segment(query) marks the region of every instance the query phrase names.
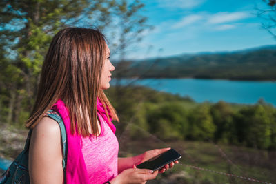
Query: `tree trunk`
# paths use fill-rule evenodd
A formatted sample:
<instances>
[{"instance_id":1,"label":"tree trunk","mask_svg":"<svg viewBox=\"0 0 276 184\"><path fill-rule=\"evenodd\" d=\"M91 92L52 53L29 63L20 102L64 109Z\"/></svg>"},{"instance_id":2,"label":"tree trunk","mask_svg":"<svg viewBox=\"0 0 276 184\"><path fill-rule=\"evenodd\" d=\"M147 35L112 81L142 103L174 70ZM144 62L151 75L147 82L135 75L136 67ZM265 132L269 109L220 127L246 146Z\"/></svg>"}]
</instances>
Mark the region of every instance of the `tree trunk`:
<instances>
[{"instance_id":1,"label":"tree trunk","mask_svg":"<svg viewBox=\"0 0 276 184\"><path fill-rule=\"evenodd\" d=\"M7 123L11 123L12 121L12 114L14 110L14 103L15 103L15 99L16 99L16 91L15 90L10 90L10 99L9 101L9 105L8 105L8 116L7 116Z\"/></svg>"}]
</instances>

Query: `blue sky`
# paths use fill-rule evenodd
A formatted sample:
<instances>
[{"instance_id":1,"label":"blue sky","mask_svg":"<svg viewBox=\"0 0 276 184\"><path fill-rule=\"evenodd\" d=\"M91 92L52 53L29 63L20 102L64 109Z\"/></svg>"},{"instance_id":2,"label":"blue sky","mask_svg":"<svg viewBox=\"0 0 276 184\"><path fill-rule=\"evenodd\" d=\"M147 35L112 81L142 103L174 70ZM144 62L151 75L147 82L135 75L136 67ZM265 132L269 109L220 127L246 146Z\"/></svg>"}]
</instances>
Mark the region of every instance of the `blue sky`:
<instances>
[{"instance_id":1,"label":"blue sky","mask_svg":"<svg viewBox=\"0 0 276 184\"><path fill-rule=\"evenodd\" d=\"M275 44L262 28L256 6L262 0L141 0L143 14L155 27L128 58L232 51Z\"/></svg>"}]
</instances>

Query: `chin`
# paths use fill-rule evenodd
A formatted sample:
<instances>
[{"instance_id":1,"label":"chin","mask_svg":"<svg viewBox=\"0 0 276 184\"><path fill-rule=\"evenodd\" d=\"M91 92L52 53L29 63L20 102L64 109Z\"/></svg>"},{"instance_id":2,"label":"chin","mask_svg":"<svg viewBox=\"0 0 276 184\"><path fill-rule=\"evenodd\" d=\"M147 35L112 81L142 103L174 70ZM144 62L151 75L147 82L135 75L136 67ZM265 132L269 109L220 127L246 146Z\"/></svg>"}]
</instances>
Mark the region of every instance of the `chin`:
<instances>
[{"instance_id":1,"label":"chin","mask_svg":"<svg viewBox=\"0 0 276 184\"><path fill-rule=\"evenodd\" d=\"M110 87L110 85L108 84L106 84L106 85L101 85L101 90L107 90Z\"/></svg>"}]
</instances>

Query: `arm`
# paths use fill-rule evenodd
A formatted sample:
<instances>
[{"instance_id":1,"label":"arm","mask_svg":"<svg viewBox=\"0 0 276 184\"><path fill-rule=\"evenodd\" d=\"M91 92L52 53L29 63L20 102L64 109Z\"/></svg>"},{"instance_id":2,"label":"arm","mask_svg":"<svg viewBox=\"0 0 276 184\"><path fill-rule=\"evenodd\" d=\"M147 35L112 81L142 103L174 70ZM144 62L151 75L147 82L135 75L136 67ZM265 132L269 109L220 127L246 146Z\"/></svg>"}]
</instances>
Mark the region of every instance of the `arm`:
<instances>
[{"instance_id":1,"label":"arm","mask_svg":"<svg viewBox=\"0 0 276 184\"><path fill-rule=\"evenodd\" d=\"M31 183L63 183L62 146L59 125L44 117L33 129L29 148Z\"/></svg>"}]
</instances>

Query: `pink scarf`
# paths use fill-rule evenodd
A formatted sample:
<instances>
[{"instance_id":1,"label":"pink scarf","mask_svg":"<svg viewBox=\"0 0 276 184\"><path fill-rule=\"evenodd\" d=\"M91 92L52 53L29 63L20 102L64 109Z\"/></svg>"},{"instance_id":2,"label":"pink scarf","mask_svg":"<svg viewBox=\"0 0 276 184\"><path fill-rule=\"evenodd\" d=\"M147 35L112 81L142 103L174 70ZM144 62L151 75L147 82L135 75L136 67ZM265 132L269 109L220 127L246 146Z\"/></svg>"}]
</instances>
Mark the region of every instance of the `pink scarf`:
<instances>
[{"instance_id":1,"label":"pink scarf","mask_svg":"<svg viewBox=\"0 0 276 184\"><path fill-rule=\"evenodd\" d=\"M66 163L66 183L89 183L86 163L81 152L81 136L72 135L70 131L70 121L69 111L61 100L58 100L52 108L57 111L61 116L66 130L67 136L67 163ZM106 122L109 122L106 116L103 104L97 99L97 113L100 114ZM108 109L109 116L110 112ZM99 115L98 115L99 116ZM112 131L115 133L116 127L113 123L108 123Z\"/></svg>"}]
</instances>

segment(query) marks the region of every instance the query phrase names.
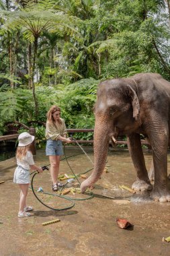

|---|

**Problem requirements**
Find and copy every line of the listing above that contains the string "blue". Matching is case-sensitive.

**Task result**
Query: `blue sky`
[{"instance_id":1,"label":"blue sky","mask_svg":"<svg viewBox=\"0 0 276 184\"><path fill-rule=\"evenodd\" d=\"M91 92L52 53L29 63L20 102L64 109Z\"/></svg>"},{"instance_id":2,"label":"blue sky","mask_svg":"<svg viewBox=\"0 0 276 184\"><path fill-rule=\"evenodd\" d=\"M147 35L112 81L142 103L174 70ZM144 62L151 75L147 82L135 75L136 67ZM265 132L269 109L220 127L246 146Z\"/></svg>"}]
Mark the region of every instance of the `blue sky`:
[{"instance_id":1,"label":"blue sky","mask_svg":"<svg viewBox=\"0 0 276 184\"><path fill-rule=\"evenodd\" d=\"M275 44L262 28L256 6L262 0L141 0L143 14L155 27L128 58L232 51Z\"/></svg>"}]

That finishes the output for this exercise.